→ **Goal**: Please extract the stretch from "Damage is a" through "on the film." in the write-up on the film Damage, copying it word for word.

___ Extract provided

What's the big deal?
Damage is a romantic drama film released in 1992 and is based on the novel of the same name by Josephine Hart. One of the last films directed by Louis Malle, the film is about a British government minister who embarks on an obsessive and dangerous affair with his son's girlfriend. The movie stars Jeremy Irons, Juliette Binoche, Miranda Richardson and Rupert Graves. The film developed some controversy at the time due to its love scenes apparently pushing the boundaries for the censors in America, no doubt re-evaluating their guidelines following the release of the much more explicit Basic Instinct earlier that year. The film seems to have become an example of the schism between critics and the general public with opinion sharply divided on the film.
What's it about?
Dr Stephen Fleming is a rising star of the Conservative party, serving as Minister for the Environment and living a privileged life with his wife Ingrid and their teenage daughter Sally. Their adult son, journalist Martyn Fleming, has found himself a new girlfriend and before long, Stephen and Ingrid meet the bewitching Anna Barton who works at the antiques department of Sotherby's Auction House. Stephen is hopelessly captivated by her and Anna appears to share similar feelings for him. Before long, Stephen visits Anna alone at her apartment she shares with Stephen and the two begin a torrid affair.
Despite knowing the risks and the pain it would cause those around them, Stephen and Anna continue to see each other, even though Stephen is initially clueless about her past. With the arrival of her embarrassing French mother Elizabeth Prideaux, Stephen learns that Anna's brother committed suicide when Anna was just fifteen. With his obsession with Anna growing ever stronger, Stephen continues to take greater risks - even travelling to Paris to be with her during a weekend away with Martyn. As the pair become ever more infatuated with each other, tragedy inevitably strikes...

______
___ Items

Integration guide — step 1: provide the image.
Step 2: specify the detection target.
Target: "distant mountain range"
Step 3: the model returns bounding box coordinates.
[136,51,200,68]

______

→ **Completed task**:
Damage is a romantic drama film released in 1992 and is based on the novel of the same name by Josephine Hart. One of the last films directed by Louis Malle, the film is about a British government minister who embarks on an obsessive and dangerous affair with his son's girlfriend. The movie stars Jeremy Irons, Juliette Binoche, Miranda Richardson and Rupert Graves. The film developed some controversy at the time due to its love scenes apparently pushing the boundaries for the censors in America, no doubt re-evaluating their guidelines following the release of the much more explicit Basic Instinct earlier that year. The film seems to have become an example of the schism between critics and the general public with opinion sharply divided on the film.